Rows from a dataset
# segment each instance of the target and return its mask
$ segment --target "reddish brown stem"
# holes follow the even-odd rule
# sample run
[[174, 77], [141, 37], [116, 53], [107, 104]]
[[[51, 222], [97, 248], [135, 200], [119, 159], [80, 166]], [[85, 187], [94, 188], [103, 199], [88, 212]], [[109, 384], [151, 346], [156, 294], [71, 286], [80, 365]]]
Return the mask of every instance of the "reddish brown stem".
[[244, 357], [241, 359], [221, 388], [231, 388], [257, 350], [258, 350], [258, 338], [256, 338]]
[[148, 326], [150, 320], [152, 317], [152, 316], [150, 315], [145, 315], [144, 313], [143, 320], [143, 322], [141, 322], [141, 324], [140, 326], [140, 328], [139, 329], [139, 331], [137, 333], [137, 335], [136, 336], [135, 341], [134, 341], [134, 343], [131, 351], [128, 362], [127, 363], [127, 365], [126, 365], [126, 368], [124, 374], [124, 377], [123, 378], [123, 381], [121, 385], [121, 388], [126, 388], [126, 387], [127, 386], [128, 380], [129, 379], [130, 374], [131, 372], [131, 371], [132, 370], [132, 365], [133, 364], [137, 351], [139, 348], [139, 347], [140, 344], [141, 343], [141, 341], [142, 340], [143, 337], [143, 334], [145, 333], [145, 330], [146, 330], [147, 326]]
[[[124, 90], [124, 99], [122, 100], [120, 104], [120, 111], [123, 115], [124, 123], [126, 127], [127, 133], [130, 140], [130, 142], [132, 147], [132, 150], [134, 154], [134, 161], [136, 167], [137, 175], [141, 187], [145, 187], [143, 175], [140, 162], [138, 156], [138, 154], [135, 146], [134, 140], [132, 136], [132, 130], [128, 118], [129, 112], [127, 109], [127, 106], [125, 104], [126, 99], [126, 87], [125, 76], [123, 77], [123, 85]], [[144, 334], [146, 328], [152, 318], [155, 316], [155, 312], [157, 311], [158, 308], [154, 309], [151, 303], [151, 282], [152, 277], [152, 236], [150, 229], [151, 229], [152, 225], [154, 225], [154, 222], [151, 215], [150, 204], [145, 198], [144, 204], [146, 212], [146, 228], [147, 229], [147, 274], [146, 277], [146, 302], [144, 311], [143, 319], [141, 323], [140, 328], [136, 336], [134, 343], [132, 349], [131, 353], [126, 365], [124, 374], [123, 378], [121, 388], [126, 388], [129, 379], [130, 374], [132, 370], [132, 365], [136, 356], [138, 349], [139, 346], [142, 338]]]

**WHAT IS NEEDED**. Count the lines of the records that contain the string "brown", with uppercase and lowercase treated as different. Give only the number.

**EXERCISE RESULT**. 2